HC Verma Concepts of Physics Solutions - Part 1, Chapter 3 - Rest and Motion: Kinematic:

EXERCISE

1. A man has to go 50 m due north, 40 m due east and 20 m due south to reach a field, (a) what distance he has to walk to reach the field? (b) What is his displacement from his house to the field?

Sol:

                       

(a) The distance he has to walk to reach the field is 
                 = (50 + 40 + 20) m =110 m

(b) Magnitude of displacement vector is given by AD

AD = √ {(50 - 20)² + 40²} = √ {900 + 1600} = 50 m and

From ∆ ADE, tan θ = DE/AE = 30/40 = 3/4
                          ⇒ θ = tan^-1 (3/4)

∴ Displacement = 50 m, tan^-1 (3/4) north to east.
···
Please answer these questions about the kinematics exercise:
1. What total distance does the man walk to reach the field?
2. What is the magnitude of his displacement?
3. What value does the solution give for tan θ?
The material that comes next isn't needed here.

### Data block
···
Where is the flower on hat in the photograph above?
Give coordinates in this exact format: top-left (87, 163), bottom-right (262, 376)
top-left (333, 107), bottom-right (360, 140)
···
### Task solution
1. 110 m
2. 50 m
3. 3/4